** START OF STORED DATA **
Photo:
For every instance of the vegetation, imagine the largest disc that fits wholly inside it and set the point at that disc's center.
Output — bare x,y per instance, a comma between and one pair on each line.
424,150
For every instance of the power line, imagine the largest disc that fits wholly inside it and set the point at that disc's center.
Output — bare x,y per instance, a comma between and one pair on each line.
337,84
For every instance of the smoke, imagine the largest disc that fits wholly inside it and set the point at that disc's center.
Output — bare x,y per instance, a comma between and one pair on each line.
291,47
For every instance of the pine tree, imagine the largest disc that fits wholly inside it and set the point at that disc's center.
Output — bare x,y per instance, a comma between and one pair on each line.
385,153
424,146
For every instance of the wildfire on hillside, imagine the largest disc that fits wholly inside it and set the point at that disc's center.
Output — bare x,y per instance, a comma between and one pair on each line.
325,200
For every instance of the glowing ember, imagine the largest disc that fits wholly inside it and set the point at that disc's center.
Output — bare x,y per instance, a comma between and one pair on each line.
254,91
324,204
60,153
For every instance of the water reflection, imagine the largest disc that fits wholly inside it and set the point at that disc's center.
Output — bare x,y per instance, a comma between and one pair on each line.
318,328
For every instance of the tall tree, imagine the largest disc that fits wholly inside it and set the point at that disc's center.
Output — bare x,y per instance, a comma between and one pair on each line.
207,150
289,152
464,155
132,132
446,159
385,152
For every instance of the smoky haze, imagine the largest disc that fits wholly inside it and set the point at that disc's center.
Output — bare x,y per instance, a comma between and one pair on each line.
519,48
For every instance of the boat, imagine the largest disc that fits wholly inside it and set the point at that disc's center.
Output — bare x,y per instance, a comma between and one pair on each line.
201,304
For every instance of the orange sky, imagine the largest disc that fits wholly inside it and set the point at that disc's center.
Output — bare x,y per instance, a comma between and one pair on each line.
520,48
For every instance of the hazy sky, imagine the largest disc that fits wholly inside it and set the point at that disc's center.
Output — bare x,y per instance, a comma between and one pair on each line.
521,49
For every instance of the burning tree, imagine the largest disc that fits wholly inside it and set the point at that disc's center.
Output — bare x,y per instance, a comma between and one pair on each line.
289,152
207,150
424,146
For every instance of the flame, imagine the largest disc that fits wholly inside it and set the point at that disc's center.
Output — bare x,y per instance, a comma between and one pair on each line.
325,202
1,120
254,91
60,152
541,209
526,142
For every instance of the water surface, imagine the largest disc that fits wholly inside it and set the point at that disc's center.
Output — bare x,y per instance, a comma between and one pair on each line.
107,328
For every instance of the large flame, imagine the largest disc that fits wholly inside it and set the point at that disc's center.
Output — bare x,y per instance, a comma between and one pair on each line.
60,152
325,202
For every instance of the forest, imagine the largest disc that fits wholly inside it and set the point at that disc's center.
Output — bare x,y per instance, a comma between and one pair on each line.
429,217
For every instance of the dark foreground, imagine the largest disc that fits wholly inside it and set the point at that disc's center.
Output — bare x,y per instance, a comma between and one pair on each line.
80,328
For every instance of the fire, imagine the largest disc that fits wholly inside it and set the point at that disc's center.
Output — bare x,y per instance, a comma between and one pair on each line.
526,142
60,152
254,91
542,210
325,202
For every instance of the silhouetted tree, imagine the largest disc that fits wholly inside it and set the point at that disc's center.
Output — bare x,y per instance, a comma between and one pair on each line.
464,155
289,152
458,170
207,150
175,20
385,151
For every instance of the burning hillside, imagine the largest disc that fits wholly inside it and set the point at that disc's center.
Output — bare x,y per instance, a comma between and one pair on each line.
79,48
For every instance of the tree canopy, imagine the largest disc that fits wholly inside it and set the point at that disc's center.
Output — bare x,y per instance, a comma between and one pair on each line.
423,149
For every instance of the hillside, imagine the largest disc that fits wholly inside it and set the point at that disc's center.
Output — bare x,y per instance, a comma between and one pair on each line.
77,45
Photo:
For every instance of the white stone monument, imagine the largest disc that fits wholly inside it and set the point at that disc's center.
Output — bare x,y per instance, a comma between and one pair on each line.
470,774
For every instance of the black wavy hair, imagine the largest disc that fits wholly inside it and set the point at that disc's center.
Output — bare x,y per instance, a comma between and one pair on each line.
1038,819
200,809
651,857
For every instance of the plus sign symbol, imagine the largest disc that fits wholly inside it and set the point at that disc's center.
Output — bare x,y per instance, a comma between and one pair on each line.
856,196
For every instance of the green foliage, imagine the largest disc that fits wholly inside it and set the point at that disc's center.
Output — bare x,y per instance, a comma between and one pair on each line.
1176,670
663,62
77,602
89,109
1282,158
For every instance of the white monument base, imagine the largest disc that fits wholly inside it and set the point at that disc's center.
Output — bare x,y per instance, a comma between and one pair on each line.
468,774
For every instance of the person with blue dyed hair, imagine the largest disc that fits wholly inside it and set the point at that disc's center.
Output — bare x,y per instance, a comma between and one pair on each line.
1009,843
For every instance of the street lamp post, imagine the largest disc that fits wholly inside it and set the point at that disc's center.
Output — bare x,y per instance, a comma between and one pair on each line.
** END OF STORED DATA **
■ **TO DO**
Return all of the entries word for word.

■ **ANSWER**
Photo:
For every instance of the vegetation, imagine the largest disc that fits wholly inside it and set the point at that disc's center.
Output — bare x,y per instance, a comma between and one pair on each line.
424,150
For every instance of the power line, imagine the largest disc that fits wholly inside it and set the point at that disc's center.
Output — bare x,y per instance, a comma between and one pair on each line.
337,84
For every instance of the smoke, imagine the largest disc that fits wholly inside it and set the point at that disc's center.
Output — bare x,y per instance, a comma between and one pair on each line.
291,47
For every instance of the pine tree, imagine the largest disc that fits wholly inside it and set the point at that disc's center.
Output — bare x,y per instance, a comma between and one pair on each line.
385,153
424,146
For every instance of the wildfire on hillside, imagine the largest disc that fits wholly inside it and set the point at that disc's center.
Output — bare x,y per instance, a comma between and one pair on each line.
325,200
For every instance of the glowing ember, imagine the largest disc that fits wholly inside it and set the point at that disc's center.
Output — bare x,y per instance, a comma between and one pair on each line.
254,91
324,204
60,153
For every instance of the water reflection, imagine the largest disc that fits wholly inside it and set the point at that disc's center.
Output — bare x,y per instance, a comma between and one pair on each line.
318,328
For every instance of the tall tree, imagine the largest disc that fits wholly inside it and set the point at that disc's center.
Output — bare x,y per instance, a comma between and one pair on each line.
207,150
289,152
464,155
132,132
446,159
385,152
For every instance of the smoky haze, imagine the largest disc that fits wholly inside it and set the point at that disc's center.
Output — bare x,y per instance, a comma between and one pair on each line.
519,48
For every instance of the boat, imagine the largest disc that fits wholly inside it and set the point at that disc's center.
Output — bare x,y per instance, a comma between and one pair on each line.
201,304
For every instance of the orange sky, imagine the largest disc that fits wholly inside it and set the point at that disc's center.
Output — bare x,y per instance, a comma between and one pair on each line.
520,48
For every instance of the hazy sky, imagine the largest disc that fits wholly inside it and set the point at that disc's center.
Output — bare x,y per instance, a comma between and one pair on each line.
521,49
For every instance of the burning tree, imagine the largest disc that fits wholly inside it and set the point at that disc's center.
Output — bare x,y per instance, a comma between and one pair on each line.
289,152
207,150
424,146
For every instance of the flame, imagine the largest disc that fits wholly inside it and set the point at that disc's center.
Output — bare x,y per instance, a comma between and one pair on each line.
325,202
1,120
254,91
60,152
541,209
526,142
For every instance of the water surface, imagine the largest disc that fits wholly inside it and set the point at that disc's center.
Output — bare x,y per instance, a comma between and one pair on each line.
107,328
For every instance of the large flame, imagine the largest disc that fits wholly inside it and set the point at that disc's center.
Output — bare x,y per instance, a comma between and one pair on each line.
60,152
325,202
For every instance of the forest, imagine the largest disc that fits wholly inside it and set the point at that disc's center.
Output — bare x,y per instance, a comma between and one pair on each line.
429,217
For every instance of the dark foreground, imagine the largest disc that fits wholly inside it and set the point at that disc's center.
Output — bare x,y per instance, a comma between and one pair on each line.
80,328
For every instance of the fire, imagine the largest disc that fits wholly inside it and set the point at that disc's center.
Output — bare x,y per instance, a comma between and one pair on each line.
526,142
60,152
254,91
542,210
325,202
For every instance of the silhouetted tree, imagine the largest disc that fits wholly inside it and set the point at that disc's center.
Output — bare x,y per instance, a comma between and one pair on each line.
464,155
289,152
458,170
207,150
175,20
385,151
For every instance of the burning hillside, imagine the largest disc that fits wholly inside it and set the point at that disc's center.
Output — bare x,y per instance, a comma between and one pair on each line.
79,48
For every instance of the tree canopy, imagine the largest disc that fits wholly inside it and set the point at that disc's center.
Output — bare x,y per instance, a comma between and one pair on each line.
423,149
For every instance of the hillside, imagine the largest disc that fits wholly inside it and set the point at that disc's center.
Output — bare x,y per instance, a comma between and one pair on each line.
77,45
Photo:
For every instance of the white stone monument, imagine the largest disc that fits wholly inside it and set the point at that disc's center.
Output — bare x,y per instance, a comma between and one pair on each line.
470,774
For every instance of the black wavy hair, imagine the largest disc that fits wholly inside it and set the point at that disc's center.
Output — bare x,y per instance, a comma between and one pair on each line.
1038,819
200,809
651,857
For every instance of the plus sign symbol, imagine the largest disc that fits wholly inside it and set the point at that disc's center.
Output — bare x,y per instance, a comma between and one pair on each line.
856,196
For every instance of the green foliage, imagine the largest disc that fits wholly inside it and set the point at that disc's center.
Output — bare x,y per instance, a comma between and one pair on each line.
1176,670
663,62
77,602
89,109
1282,158
For every instance of the white monument base, imagine the largest disc that fits wholly inside it and set the point at that disc's center.
Output — bare x,y per instance, a comma between and one pair on each line.
468,774
For every instance of the person with blue dyed hair, imagine the largest disc that fits wholly inside it and set the point at that disc's center.
Output — bare x,y per instance, a comma between and one pair on each line.
1009,843
For every instance of the street lamp post, imagine the largest disc that fits wholly inside it and set the point at that disc's center.
Output — bare x,y per instance, a comma between and one pair on each line.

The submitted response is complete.